→ **Excerpt**
One might suggest that the kind of non-supernatural horror plots it tells could have been more effective with a somewhat grimier look and feel, a bit more of the actual emotions of fear and terror. But then, this would be a more interesting kind of movie instead of the decent time waster it actually is.

Sunday, December 8, 2019

Mr. Brooks (2007)

Earl Brooks (Kevin Costner) is a beloved family man, a respected businessman, and also a feared serial killer. He’s not been killing anyone for two years now, thanks to the wonders of the twelve step program (I wonder how that making amends part worked in his case). However, his second personality, one Marshall (William Hurt), representing director Bruce A. Evans’s fear of letting Kevin Costner simply act a man with two very different sides to his personality, does talk him into beginning another murder spree. Alas, some idiot, let’s call him Mr Smith (Dane Cook), has photographed Earl doing the deed through a window and is now blackmailing the serial killer into killing a random person with him, for Mr Smith desperately wants to know how that feels. And that would probably be the plot for an at least half sane movie, but since this thing’s about as deranged as its protagonist, there are various sub- and side plots awaiting your pleasure, apart from the Dexter-style dubious joy of seeing how Earl’s going to get away with it all.

So, we also spend quite a bit of time with the Detective hunting Earl, one Tracy Atwood (Demi Moore); we spend even more time with the divorce troubles her greedy husband – she’s not just a cop, she’s also a rich heiress, you see – gets her into. And then there’s the killer couple who is trying to take vengeance on her. And her breaking all the rules. Earl is going to involve himself in all of this business, because why the hell not?

→ **Data under study**

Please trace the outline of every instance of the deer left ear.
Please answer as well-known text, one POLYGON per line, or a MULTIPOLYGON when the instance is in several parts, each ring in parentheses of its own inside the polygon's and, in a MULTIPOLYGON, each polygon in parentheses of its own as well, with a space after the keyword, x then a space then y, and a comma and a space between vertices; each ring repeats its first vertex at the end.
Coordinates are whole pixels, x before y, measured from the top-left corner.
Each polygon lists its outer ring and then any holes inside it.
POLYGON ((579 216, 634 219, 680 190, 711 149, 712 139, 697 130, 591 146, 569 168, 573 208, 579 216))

→ **Tasks and exercises**
• a. Using the excerpt, answer each question on its own line, marking the answers (i), (ii), (iii):
(i) Which actor plays Marshall?
(ii) For how long has Earl not been killing anyone?
(iii) Besides being a cop, what is Tracy Atwood?
• b. Output a passage from the excerpt without changes. Begin at the words "One might suggest" and stop after "it actually is.".

→ **Task-by-task solutions**
• a.
(i) William Hurt
(ii) Two years
(iii) A rich heiress

• b.
One might suggest that the kind of non-supernatural horror plots it tells could have been more effective with a somewhat grimier look and feel, a bit more of the actual emotions of fear and terror. But then, this would be a more interesting kind of movie instead of the decent time waster it actually is.